TEXTE FOURNI →
* * *
Le 15 novembre 2016, j'ai procédé à une entrevue avec M. Reza Shirani, le propriétaire de l'entreprise Executive Limousine & Livery Service Inc.
Conformément à la pratique que j'ai établie, nous avons donné à Mme Philpott la possibilité de commenter l'ébauche des sections factuelles du présent rapport avant de le finaliser, soit les sections intitulées La demande, Le processus, Les constatations de faits et La position de Mme Philpott.
Le contexte
Le 9 avril 2015, l'honorable Jane Philpott, C.P., députée, a été désignée candidate du Parti libéral du Canada dans la circonscription de Markham–Stouffville. Elle s'est dès lors mise en campagne en vue de l'élection du 19 octobre 2015.
* * *
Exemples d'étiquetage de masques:
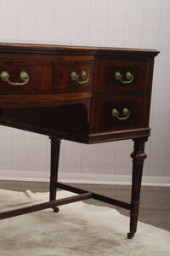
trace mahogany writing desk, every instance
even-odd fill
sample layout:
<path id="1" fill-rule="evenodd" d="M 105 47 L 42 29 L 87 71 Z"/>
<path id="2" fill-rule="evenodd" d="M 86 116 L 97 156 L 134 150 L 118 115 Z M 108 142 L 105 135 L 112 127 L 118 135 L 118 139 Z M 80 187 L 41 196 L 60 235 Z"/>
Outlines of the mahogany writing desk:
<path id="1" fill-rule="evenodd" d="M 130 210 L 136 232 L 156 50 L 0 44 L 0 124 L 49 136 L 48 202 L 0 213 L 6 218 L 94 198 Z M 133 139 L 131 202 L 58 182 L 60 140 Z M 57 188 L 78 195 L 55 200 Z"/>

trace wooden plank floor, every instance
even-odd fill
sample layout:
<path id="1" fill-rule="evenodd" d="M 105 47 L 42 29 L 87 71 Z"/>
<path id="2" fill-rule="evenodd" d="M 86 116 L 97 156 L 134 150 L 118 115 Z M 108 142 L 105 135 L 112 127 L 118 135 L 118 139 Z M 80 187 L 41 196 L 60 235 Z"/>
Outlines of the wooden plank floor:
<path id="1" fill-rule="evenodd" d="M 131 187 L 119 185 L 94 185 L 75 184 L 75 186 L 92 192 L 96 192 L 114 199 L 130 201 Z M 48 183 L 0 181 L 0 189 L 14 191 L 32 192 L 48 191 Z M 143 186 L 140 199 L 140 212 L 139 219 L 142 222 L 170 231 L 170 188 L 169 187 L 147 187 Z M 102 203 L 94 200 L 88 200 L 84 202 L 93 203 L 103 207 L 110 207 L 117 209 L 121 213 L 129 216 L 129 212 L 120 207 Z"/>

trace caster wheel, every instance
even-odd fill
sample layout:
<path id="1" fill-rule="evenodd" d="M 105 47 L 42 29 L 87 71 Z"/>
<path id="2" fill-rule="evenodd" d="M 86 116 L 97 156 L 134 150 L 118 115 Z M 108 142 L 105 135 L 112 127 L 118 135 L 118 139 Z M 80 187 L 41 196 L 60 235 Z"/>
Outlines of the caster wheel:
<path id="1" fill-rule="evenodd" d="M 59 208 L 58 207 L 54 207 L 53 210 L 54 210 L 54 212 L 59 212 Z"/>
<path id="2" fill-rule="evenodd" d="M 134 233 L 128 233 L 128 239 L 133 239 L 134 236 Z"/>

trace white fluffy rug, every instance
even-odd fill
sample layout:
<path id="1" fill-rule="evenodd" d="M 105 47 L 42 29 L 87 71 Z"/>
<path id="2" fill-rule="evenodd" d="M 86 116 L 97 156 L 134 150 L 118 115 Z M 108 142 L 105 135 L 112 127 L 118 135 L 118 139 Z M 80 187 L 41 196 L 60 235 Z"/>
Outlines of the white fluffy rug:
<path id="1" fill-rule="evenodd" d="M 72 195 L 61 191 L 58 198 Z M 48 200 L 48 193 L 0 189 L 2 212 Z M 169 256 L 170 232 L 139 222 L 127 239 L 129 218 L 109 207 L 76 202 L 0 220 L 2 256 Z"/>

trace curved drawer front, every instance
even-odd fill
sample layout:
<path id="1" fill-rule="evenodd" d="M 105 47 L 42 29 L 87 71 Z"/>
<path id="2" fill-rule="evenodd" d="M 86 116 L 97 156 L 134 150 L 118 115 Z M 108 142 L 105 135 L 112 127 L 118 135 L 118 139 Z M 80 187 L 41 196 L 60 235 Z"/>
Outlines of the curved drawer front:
* * *
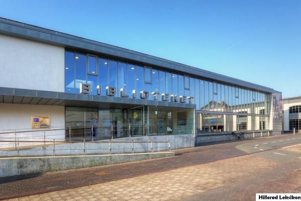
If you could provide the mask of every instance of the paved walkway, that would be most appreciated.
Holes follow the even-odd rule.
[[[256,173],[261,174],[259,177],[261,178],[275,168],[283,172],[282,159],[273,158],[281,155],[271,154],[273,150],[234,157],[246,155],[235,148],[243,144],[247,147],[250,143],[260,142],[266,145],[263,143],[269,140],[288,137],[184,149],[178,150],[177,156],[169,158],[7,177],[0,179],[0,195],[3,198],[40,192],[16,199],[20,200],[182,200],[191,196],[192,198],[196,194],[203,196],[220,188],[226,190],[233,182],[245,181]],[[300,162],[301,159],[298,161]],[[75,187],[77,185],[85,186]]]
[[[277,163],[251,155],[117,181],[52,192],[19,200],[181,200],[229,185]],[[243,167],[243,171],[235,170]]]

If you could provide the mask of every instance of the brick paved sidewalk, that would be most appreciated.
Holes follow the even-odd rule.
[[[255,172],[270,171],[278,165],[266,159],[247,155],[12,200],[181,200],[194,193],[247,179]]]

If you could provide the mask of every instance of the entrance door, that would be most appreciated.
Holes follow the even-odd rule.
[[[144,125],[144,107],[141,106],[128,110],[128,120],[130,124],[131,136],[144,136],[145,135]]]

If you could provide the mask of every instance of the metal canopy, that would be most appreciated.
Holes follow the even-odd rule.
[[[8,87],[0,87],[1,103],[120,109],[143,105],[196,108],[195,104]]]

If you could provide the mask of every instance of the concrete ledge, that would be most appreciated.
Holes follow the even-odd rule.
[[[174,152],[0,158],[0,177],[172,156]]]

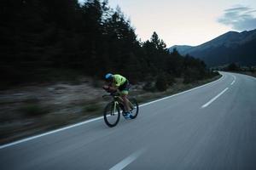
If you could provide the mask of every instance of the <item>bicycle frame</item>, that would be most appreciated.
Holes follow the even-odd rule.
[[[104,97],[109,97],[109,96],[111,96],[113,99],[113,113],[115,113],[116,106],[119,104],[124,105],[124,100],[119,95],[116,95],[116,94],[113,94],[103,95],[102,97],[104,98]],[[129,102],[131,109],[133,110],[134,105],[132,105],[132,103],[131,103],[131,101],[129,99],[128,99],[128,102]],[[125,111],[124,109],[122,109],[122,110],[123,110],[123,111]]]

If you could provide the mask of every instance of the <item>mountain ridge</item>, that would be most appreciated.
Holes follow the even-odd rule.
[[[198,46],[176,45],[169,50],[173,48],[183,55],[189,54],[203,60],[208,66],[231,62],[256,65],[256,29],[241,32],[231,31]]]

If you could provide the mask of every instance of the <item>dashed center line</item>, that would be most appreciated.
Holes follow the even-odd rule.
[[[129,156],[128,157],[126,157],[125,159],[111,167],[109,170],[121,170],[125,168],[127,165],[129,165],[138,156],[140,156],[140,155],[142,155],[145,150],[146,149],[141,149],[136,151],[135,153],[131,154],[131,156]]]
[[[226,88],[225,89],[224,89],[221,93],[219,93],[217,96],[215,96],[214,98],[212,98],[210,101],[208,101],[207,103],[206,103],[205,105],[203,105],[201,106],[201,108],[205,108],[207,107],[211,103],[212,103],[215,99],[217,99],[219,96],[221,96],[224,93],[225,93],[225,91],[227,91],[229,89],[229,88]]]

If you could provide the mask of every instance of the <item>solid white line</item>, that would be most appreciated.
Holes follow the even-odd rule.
* * *
CONSIGNE → D'après le texte fourni, dans quelle circonscription Jane Philpott a-t-elle été désignée candidate du Parti libéral du Canada ? Ces enregistrements proviennent d'une autre source.

RÉPONSE ATTENDUE → Dans la circonscription de Markham–Stouffville.